(TASK PROMPT): Could you reproduce the entries exactly, omitting every picture?

** TASK MATERIAL follows **

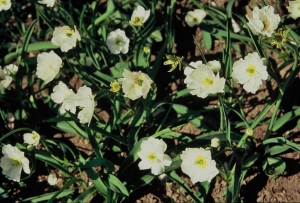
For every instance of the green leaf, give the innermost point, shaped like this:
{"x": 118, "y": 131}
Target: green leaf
{"x": 277, "y": 149}
{"x": 27, "y": 38}
{"x": 207, "y": 40}
{"x": 47, "y": 196}
{"x": 285, "y": 118}
{"x": 156, "y": 36}
{"x": 97, "y": 181}
{"x": 99, "y": 162}
{"x": 275, "y": 166}
{"x": 83, "y": 197}
{"x": 281, "y": 140}
{"x": 116, "y": 185}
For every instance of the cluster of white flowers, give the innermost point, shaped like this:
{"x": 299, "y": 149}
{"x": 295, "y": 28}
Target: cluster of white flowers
{"x": 48, "y": 66}
{"x": 202, "y": 80}
{"x": 84, "y": 99}
{"x": 49, "y": 3}
{"x": 263, "y": 21}
{"x": 139, "y": 16}
{"x": 153, "y": 157}
{"x": 5, "y": 4}
{"x": 65, "y": 37}
{"x": 250, "y": 72}
{"x": 135, "y": 84}
{"x": 14, "y": 160}
{"x": 294, "y": 8}
{"x": 196, "y": 162}
{"x": 117, "y": 42}
{"x": 195, "y": 17}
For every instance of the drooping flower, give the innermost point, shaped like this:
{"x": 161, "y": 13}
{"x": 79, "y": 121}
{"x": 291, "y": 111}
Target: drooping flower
{"x": 10, "y": 69}
{"x": 215, "y": 142}
{"x": 198, "y": 165}
{"x": 139, "y": 16}
{"x": 153, "y": 157}
{"x": 5, "y": 4}
{"x": 49, "y": 3}
{"x": 117, "y": 42}
{"x": 263, "y": 21}
{"x": 13, "y": 162}
{"x": 85, "y": 100}
{"x": 52, "y": 179}
{"x": 5, "y": 79}
{"x": 48, "y": 65}
{"x": 135, "y": 84}
{"x": 32, "y": 139}
{"x": 202, "y": 81}
{"x": 195, "y": 17}
{"x": 214, "y": 65}
{"x": 60, "y": 95}
{"x": 250, "y": 72}
{"x": 65, "y": 37}
{"x": 294, "y": 9}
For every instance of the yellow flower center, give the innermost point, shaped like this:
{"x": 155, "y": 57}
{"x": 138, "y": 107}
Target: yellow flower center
{"x": 152, "y": 157}
{"x": 34, "y": 136}
{"x": 138, "y": 81}
{"x": 195, "y": 19}
{"x": 3, "y": 2}
{"x": 266, "y": 24}
{"x": 137, "y": 21}
{"x": 69, "y": 34}
{"x": 200, "y": 161}
{"x": 16, "y": 162}
{"x": 115, "y": 86}
{"x": 118, "y": 41}
{"x": 251, "y": 70}
{"x": 208, "y": 81}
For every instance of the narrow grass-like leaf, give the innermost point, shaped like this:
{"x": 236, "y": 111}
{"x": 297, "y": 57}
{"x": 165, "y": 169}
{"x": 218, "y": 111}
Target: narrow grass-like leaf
{"x": 47, "y": 196}
{"x": 27, "y": 38}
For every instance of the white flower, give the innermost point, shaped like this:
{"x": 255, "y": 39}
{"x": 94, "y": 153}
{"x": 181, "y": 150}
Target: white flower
{"x": 153, "y": 157}
{"x": 65, "y": 37}
{"x": 195, "y": 17}
{"x": 250, "y": 72}
{"x": 5, "y": 80}
{"x": 11, "y": 69}
{"x": 214, "y": 65}
{"x": 198, "y": 165}
{"x": 48, "y": 66}
{"x": 117, "y": 42}
{"x": 5, "y": 4}
{"x": 60, "y": 95}
{"x": 52, "y": 179}
{"x": 215, "y": 142}
{"x": 263, "y": 21}
{"x": 32, "y": 139}
{"x": 49, "y": 3}
{"x": 202, "y": 81}
{"x": 13, "y": 161}
{"x": 294, "y": 9}
{"x": 135, "y": 84}
{"x": 139, "y": 16}
{"x": 85, "y": 100}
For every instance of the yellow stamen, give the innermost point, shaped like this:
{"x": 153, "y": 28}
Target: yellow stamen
{"x": 115, "y": 86}
{"x": 137, "y": 21}
{"x": 251, "y": 70}
{"x": 200, "y": 161}
{"x": 208, "y": 81}
{"x": 138, "y": 81}
{"x": 16, "y": 162}
{"x": 69, "y": 34}
{"x": 152, "y": 156}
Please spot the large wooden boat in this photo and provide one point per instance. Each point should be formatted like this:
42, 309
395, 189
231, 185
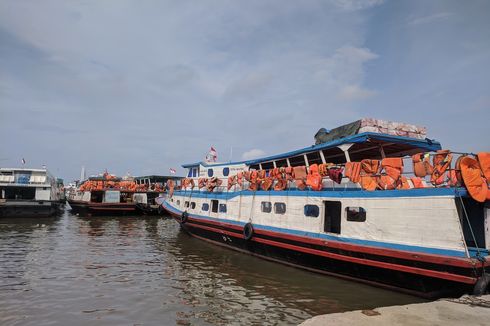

** End of TASK MATERIAL **

(EXERCISE RESPONSE):
For every instance of the green leaf, give the innermost point, shaped like this:
{"x": 118, "y": 131}
Target: green leaf
{"x": 277, "y": 149}
{"x": 27, "y": 38}
{"x": 207, "y": 40}
{"x": 47, "y": 196}
{"x": 285, "y": 118}
{"x": 156, "y": 36}
{"x": 97, "y": 181}
{"x": 99, "y": 162}
{"x": 275, "y": 166}
{"x": 83, "y": 197}
{"x": 281, "y": 140}
{"x": 116, "y": 185}
For every instance of the cluster of white flowers, give the innermost point, shaped like this:
{"x": 299, "y": 149}
{"x": 295, "y": 28}
Target: cluster of white flowers
{"x": 48, "y": 66}
{"x": 202, "y": 80}
{"x": 84, "y": 99}
{"x": 49, "y": 3}
{"x": 263, "y": 21}
{"x": 139, "y": 16}
{"x": 153, "y": 157}
{"x": 5, "y": 4}
{"x": 65, "y": 37}
{"x": 250, "y": 72}
{"x": 135, "y": 84}
{"x": 14, "y": 160}
{"x": 294, "y": 8}
{"x": 196, "y": 162}
{"x": 117, "y": 42}
{"x": 195, "y": 17}
For every instance of the drooping flower, give the innermost point, shaped like this:
{"x": 161, "y": 13}
{"x": 79, "y": 121}
{"x": 291, "y": 111}
Target: drooping flower
{"x": 10, "y": 69}
{"x": 215, "y": 142}
{"x": 198, "y": 165}
{"x": 139, "y": 16}
{"x": 153, "y": 157}
{"x": 5, "y": 4}
{"x": 49, "y": 3}
{"x": 117, "y": 42}
{"x": 263, "y": 21}
{"x": 13, "y": 162}
{"x": 85, "y": 100}
{"x": 52, "y": 179}
{"x": 5, "y": 79}
{"x": 48, "y": 65}
{"x": 135, "y": 84}
{"x": 32, "y": 139}
{"x": 202, "y": 81}
{"x": 195, "y": 17}
{"x": 214, "y": 65}
{"x": 60, "y": 95}
{"x": 250, "y": 72}
{"x": 65, "y": 37}
{"x": 294, "y": 9}
For every instance of the yellow flower center, give the innermost point, shaped like this:
{"x": 155, "y": 57}
{"x": 138, "y": 107}
Target: yellow flower center
{"x": 152, "y": 157}
{"x": 34, "y": 136}
{"x": 138, "y": 81}
{"x": 195, "y": 19}
{"x": 3, "y": 2}
{"x": 266, "y": 24}
{"x": 137, "y": 21}
{"x": 69, "y": 34}
{"x": 200, "y": 161}
{"x": 16, "y": 162}
{"x": 115, "y": 86}
{"x": 118, "y": 41}
{"x": 251, "y": 70}
{"x": 208, "y": 81}
For every instance of the narrow grass-like leaf, give the innermost point, shaped like this:
{"x": 236, "y": 111}
{"x": 297, "y": 57}
{"x": 165, "y": 169}
{"x": 218, "y": 111}
Target: narrow grass-like leaf
{"x": 47, "y": 196}
{"x": 27, "y": 38}
For every instance of the white flower, give the innermost point, shaped like this:
{"x": 255, "y": 39}
{"x": 94, "y": 153}
{"x": 181, "y": 150}
Target: white flower
{"x": 153, "y": 157}
{"x": 65, "y": 37}
{"x": 195, "y": 17}
{"x": 250, "y": 72}
{"x": 5, "y": 80}
{"x": 11, "y": 69}
{"x": 214, "y": 65}
{"x": 198, "y": 165}
{"x": 48, "y": 66}
{"x": 117, "y": 42}
{"x": 5, "y": 4}
{"x": 60, "y": 95}
{"x": 52, "y": 179}
{"x": 215, "y": 142}
{"x": 263, "y": 21}
{"x": 32, "y": 139}
{"x": 49, "y": 3}
{"x": 202, "y": 81}
{"x": 13, "y": 161}
{"x": 294, "y": 9}
{"x": 135, "y": 84}
{"x": 139, "y": 16}
{"x": 85, "y": 100}
For every instance of the yellow stamen, give the innermost point, shaped like this:
{"x": 153, "y": 28}
Target: yellow stamen
{"x": 115, "y": 86}
{"x": 137, "y": 21}
{"x": 251, "y": 70}
{"x": 200, "y": 161}
{"x": 208, "y": 81}
{"x": 138, "y": 81}
{"x": 16, "y": 162}
{"x": 69, "y": 34}
{"x": 152, "y": 156}
Please spot the large wooden boat in this photo and provide one point per instance. Each point should be formatted like this:
42, 309
395, 189
231, 185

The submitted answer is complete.